◆ **Compito breve 1**
Riassumi in due frasi l'intestazione della sentenza riportata qui sotto.
◆ **Compito breve 2**
Rispondi alle seguenti domande sull'intestazione della sentenza riportata qui sotto, segnando ogni risposta con la stessa lettera della domanda.
(a) Quale sezione del Consiglio di Stato ha pronunciato la sentenza?
(b) In persona di chi agisce il Comune di Spinetoli?
(c) In quale data è stata depositata in Segreteria la sentenza del T.A.R. delle Marche?
◆ **Compito breve 3**
Modifica la parte dell'intestazione della sentenza che comincia con le parole "N. 02200/2016REG.PROV.COLL." e si ferma dopo "giurisdizionale (Sezione Quarta)", sostituendo "Quarta" con "Sesta".

N. 03580/2009 REG.RIC.

N. 02200/2016REG.PROV.COLL.

N. 03580/2009 REG.RIC.

REPUBBLICA ITALIANA

IN NOME DEL POPOLO ITALIANO

Il Consiglio di Stato

in sede giurisdizionale (Sezione Quarta)

ha pronunciato la presente

SENTENZA

sul ricorso in appello numero di registro generale 3580 del 2009, proposto dai signori U C, rappresentato e difeso dall’avv. T C, con domicilio eletto presso l’avv. Filippo Lattanzi in Roma, via G.P. da Palestrina, 47, e A C, rappresentato e difeso dagli avv.ti V M, A V e A L, con domicilio eletto presso il secondo in Roma, via Fontanella Borghese, 72,

contro

il COMUNE DI SPINETOLI, in persona del Sindaco pro tempore, rappresentato e difeso dagli avv.ti P R e L R, con domicilio eletto presso l’avv. Maria Pia Domanico in Roma, via Velletri, 24,

per l’annullamento e/o la riforma

della sentenza del T.A.R. delle Marche, Sezione Prima, nr. 1913/2008, depositata in Segreteria in data 13 novembre 2008, sui ricorsi nn. 971/2006 e 762/2007, presentati dai predetti ricorrenti contro il Comune di Spinetoli.

◆ **Estratto dei dati**
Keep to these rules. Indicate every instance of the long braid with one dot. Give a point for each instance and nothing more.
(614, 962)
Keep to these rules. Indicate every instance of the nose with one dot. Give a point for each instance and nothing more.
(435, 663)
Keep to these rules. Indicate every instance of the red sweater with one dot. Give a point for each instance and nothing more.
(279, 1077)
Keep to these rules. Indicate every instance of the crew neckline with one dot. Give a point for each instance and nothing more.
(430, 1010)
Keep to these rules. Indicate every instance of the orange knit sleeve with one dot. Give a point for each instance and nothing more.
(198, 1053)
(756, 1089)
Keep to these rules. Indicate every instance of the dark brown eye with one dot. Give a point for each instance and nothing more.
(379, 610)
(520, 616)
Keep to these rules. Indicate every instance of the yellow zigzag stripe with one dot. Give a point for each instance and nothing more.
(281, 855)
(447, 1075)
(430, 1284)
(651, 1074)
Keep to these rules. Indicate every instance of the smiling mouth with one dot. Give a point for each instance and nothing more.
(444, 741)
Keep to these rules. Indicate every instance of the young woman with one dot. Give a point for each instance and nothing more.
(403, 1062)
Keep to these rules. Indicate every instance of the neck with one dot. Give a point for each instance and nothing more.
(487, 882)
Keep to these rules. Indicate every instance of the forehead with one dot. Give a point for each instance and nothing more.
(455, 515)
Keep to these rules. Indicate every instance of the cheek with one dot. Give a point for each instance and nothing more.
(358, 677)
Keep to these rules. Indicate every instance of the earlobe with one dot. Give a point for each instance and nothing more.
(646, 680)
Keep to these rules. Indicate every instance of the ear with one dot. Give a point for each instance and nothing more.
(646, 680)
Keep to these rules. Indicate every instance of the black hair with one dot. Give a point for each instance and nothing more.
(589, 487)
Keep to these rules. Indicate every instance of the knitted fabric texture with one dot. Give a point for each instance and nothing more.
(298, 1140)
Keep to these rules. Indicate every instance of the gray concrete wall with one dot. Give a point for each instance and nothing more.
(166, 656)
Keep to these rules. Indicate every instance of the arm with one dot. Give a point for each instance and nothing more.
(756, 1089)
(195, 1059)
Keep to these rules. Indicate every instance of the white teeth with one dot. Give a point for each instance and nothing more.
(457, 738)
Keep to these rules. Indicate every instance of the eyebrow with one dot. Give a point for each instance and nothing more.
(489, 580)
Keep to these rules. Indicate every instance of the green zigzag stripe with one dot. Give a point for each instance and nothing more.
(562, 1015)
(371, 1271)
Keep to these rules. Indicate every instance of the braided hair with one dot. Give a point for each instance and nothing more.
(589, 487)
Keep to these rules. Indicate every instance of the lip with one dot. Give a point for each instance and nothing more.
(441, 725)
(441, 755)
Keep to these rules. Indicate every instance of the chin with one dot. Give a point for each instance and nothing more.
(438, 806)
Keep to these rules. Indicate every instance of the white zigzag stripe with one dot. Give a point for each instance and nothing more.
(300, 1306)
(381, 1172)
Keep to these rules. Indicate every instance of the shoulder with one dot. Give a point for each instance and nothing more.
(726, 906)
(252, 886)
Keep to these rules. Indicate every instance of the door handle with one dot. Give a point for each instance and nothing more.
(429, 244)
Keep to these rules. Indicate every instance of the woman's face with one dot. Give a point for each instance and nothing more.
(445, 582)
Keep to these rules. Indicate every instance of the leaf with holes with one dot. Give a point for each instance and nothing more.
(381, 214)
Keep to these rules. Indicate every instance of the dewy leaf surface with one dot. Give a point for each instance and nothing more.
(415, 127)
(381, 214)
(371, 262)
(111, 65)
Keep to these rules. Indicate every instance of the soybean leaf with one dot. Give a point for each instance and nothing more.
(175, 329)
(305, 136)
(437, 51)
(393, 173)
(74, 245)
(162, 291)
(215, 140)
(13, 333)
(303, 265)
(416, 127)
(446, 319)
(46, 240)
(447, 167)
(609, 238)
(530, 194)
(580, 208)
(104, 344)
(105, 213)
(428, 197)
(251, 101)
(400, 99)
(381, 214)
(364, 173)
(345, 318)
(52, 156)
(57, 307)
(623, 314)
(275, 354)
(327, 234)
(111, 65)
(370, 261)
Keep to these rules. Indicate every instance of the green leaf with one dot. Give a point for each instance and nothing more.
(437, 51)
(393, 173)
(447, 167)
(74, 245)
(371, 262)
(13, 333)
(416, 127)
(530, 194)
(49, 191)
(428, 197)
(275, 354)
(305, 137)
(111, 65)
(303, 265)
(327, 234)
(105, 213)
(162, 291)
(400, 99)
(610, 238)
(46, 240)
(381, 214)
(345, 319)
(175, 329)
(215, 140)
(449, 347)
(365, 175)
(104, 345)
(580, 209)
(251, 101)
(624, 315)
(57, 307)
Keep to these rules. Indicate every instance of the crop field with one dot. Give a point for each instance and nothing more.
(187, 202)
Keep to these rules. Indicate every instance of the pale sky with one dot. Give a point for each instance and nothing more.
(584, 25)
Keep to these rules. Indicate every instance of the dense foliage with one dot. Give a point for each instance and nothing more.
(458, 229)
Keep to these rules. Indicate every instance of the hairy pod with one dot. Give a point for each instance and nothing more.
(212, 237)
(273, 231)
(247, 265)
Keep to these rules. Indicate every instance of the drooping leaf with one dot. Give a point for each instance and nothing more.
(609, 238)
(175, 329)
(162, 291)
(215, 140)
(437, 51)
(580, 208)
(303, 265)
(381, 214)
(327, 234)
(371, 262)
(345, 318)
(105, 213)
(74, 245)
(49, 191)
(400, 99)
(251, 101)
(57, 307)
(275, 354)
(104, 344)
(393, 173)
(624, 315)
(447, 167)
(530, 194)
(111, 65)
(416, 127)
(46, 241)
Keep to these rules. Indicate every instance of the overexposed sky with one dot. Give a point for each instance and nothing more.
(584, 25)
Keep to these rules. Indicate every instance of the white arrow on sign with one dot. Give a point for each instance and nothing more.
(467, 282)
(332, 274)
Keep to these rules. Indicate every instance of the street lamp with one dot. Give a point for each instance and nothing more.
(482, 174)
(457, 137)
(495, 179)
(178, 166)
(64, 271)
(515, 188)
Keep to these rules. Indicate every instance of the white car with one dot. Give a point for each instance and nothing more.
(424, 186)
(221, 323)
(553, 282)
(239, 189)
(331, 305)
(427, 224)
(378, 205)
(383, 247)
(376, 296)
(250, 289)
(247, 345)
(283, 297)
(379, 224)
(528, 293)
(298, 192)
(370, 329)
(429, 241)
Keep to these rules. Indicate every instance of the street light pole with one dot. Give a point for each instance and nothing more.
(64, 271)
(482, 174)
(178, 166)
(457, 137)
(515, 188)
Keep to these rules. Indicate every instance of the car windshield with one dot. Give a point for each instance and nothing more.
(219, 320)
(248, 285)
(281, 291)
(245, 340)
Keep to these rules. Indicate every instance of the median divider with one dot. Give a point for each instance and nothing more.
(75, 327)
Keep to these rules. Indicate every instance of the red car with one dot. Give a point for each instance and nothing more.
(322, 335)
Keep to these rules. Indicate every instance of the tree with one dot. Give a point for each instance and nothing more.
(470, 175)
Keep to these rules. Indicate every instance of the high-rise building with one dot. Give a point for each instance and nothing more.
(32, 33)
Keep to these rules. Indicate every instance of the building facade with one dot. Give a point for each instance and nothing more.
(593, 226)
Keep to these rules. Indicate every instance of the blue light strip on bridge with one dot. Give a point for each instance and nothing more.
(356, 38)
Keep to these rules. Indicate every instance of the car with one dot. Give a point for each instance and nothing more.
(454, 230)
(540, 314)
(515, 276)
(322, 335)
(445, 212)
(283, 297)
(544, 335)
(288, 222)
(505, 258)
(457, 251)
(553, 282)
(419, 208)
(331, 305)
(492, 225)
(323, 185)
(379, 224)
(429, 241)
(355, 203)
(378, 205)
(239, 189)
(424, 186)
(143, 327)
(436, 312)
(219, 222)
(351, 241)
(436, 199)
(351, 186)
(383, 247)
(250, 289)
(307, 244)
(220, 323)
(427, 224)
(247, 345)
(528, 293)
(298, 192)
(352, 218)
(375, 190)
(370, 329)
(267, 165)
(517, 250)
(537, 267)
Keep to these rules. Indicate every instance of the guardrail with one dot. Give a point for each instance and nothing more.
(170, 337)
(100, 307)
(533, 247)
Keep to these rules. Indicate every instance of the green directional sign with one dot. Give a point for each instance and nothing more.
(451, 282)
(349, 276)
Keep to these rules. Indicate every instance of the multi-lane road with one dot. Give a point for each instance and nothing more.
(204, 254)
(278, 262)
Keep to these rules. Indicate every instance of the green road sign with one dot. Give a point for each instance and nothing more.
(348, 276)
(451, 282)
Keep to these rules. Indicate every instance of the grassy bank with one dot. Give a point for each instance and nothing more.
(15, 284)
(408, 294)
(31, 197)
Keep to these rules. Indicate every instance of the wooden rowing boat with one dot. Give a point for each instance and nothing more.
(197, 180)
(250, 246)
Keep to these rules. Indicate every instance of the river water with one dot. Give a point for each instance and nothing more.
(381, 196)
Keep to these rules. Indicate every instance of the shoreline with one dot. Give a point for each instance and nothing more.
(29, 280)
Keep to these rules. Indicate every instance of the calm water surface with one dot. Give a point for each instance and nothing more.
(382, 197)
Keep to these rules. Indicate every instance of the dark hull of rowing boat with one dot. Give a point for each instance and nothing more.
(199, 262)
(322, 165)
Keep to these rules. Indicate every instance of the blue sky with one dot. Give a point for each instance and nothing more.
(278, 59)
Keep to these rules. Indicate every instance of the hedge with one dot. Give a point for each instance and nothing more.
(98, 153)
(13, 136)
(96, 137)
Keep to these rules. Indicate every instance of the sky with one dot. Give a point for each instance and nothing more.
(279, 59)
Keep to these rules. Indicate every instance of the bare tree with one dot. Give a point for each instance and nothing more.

◆ **Risposta completa 1**
Il Consiglio di Stato, in sede giurisdizionale (Sezione Quarta), ha pronunciato una sentenza sul ricorso in appello n. 3580 del 2009, proposto dai signori U C e A C contro il Comune di Spinetoli. L'appello chiede l'annullamento e/o la riforma della sentenza del T.A.R. delle Marche, Sezione Prima, nr. 1913/2008, depositata in Segreteria il 13 novembre 2008 sui ricorsi nn. 971/2006 e 762/2007.

◆ **Risposta completa 2**
(a) La Sezione Quarta.
(b) In persona del Sindaco pro tempore.
(c) Il 13 novembre 2008.

◆ **Risposta completa 3**
N. 02200/2016REG.PROV.COLL.

N. 03580/2009 REG.RIC.

REPUBBLICA ITALIANA

IN NOME DEL POPOLO ITALIANO

Il Consiglio di Stato

in sede giurisdizionale (Sezione Sesta)